[INPUT FOR THIS TASK]
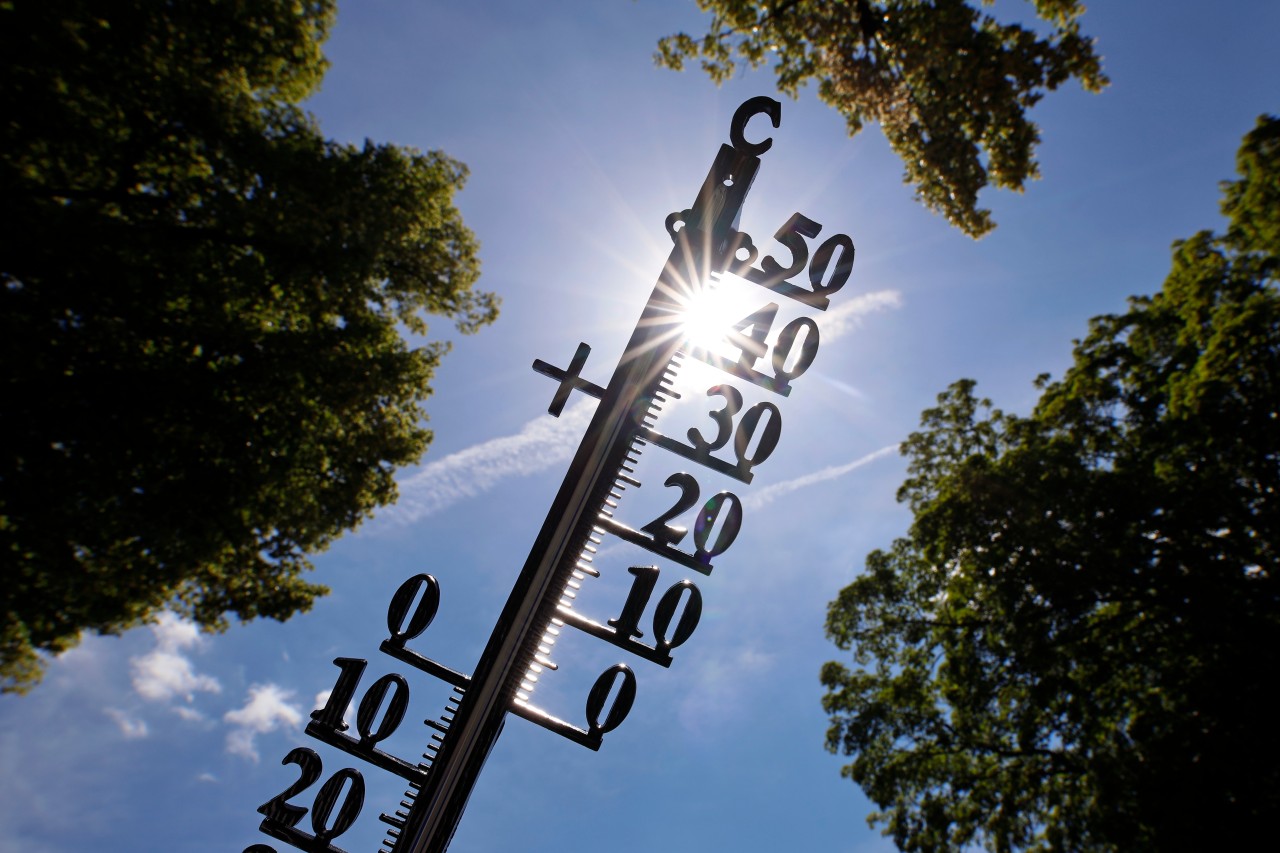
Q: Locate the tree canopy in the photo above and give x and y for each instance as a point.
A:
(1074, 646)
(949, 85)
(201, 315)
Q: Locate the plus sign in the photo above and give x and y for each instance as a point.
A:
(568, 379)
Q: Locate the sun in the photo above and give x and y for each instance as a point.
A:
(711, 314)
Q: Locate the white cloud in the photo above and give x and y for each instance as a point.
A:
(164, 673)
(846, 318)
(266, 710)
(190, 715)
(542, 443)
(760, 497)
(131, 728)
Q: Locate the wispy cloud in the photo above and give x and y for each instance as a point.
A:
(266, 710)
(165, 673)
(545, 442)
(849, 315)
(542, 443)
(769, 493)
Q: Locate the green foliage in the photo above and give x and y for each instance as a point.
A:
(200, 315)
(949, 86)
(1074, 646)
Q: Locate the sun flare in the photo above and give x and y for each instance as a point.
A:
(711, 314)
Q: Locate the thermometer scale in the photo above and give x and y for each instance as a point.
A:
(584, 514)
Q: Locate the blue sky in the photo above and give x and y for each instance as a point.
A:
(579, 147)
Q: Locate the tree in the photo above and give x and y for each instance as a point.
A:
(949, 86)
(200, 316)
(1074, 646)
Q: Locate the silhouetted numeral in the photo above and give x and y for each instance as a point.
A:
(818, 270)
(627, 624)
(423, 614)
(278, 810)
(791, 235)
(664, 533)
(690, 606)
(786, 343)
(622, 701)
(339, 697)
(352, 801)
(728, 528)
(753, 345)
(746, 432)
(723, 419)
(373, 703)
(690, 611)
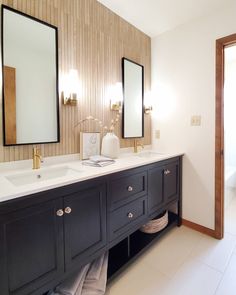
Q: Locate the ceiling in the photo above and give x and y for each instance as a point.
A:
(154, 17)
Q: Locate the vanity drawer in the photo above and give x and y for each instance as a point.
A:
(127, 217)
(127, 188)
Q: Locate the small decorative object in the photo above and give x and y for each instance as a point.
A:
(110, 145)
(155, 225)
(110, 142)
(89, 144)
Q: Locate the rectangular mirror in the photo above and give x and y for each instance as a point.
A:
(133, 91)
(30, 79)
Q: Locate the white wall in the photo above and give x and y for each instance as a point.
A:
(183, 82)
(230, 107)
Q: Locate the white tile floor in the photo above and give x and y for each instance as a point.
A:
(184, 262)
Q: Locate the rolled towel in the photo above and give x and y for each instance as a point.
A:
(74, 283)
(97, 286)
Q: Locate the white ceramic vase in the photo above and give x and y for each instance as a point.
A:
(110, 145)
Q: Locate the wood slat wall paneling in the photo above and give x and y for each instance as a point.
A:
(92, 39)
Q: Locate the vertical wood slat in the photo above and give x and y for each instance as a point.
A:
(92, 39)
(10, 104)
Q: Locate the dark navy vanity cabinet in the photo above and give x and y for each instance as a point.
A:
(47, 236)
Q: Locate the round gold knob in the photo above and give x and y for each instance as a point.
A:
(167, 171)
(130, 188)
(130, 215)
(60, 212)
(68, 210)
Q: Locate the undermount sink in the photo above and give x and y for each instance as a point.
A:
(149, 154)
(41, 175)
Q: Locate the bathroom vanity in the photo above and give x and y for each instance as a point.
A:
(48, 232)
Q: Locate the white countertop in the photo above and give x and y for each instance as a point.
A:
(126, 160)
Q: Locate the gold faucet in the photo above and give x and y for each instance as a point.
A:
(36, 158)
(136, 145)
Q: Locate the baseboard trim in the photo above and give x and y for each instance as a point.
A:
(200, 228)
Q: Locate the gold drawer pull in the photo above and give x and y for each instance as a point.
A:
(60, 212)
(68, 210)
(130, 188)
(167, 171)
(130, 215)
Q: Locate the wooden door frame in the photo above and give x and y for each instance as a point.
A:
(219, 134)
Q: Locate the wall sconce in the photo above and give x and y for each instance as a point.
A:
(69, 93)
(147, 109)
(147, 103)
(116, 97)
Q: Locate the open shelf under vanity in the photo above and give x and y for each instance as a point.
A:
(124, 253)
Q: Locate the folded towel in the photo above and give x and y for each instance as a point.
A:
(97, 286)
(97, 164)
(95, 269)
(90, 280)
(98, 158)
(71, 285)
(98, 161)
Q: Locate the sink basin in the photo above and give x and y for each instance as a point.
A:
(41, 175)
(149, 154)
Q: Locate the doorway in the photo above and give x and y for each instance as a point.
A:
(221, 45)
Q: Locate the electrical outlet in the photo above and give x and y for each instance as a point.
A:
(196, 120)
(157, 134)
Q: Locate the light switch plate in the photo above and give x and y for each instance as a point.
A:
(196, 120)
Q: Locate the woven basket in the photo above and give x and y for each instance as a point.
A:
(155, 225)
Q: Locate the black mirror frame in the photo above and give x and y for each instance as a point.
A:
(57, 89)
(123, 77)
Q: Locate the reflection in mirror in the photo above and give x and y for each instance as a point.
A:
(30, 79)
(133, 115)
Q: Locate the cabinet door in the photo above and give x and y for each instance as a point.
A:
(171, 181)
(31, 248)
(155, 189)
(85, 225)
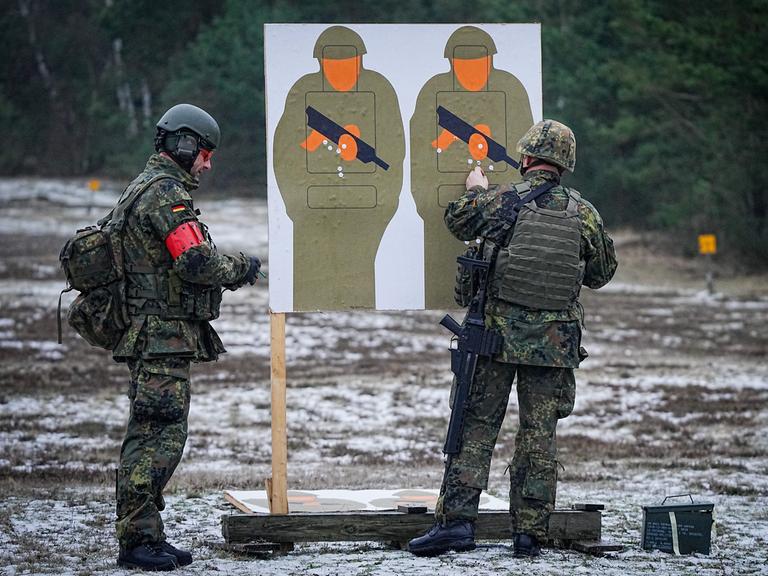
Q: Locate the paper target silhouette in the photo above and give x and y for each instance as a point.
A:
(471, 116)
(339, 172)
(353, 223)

[TASK DESCRIPTION] Could you repeat exactly the lines above from the line with "Q: Locate the sun in" up to and including the line with "Q: Locate the blue", and only those?

[SOLUTION]
Q: Locate the sun in the photo above and give x and y for each instance as a point.
A:
(711, 314)
Q: Locate the white cloud in the photo above and give x and y for each instance as a point.
A:
(164, 673)
(846, 318)
(266, 710)
(190, 715)
(542, 443)
(760, 497)
(131, 728)
Q: Locate the wispy cloud in the photo above and give x and y for each instance as a point.
A:
(266, 710)
(165, 673)
(545, 442)
(849, 315)
(542, 443)
(769, 493)
Q: Locate the green foliage in the photo above and give x and y for each instance as a point.
A:
(200, 315)
(949, 86)
(1074, 646)
Q: Locate the sun flare in the photo above and give x and y for each instance as a point.
A:
(711, 314)
Q: Locate the thermometer scale in the photo above and give x and y for each instance as a point.
A:
(584, 514)
Q: Locate the blue sky in the photo above and give x and y for each instance as a point.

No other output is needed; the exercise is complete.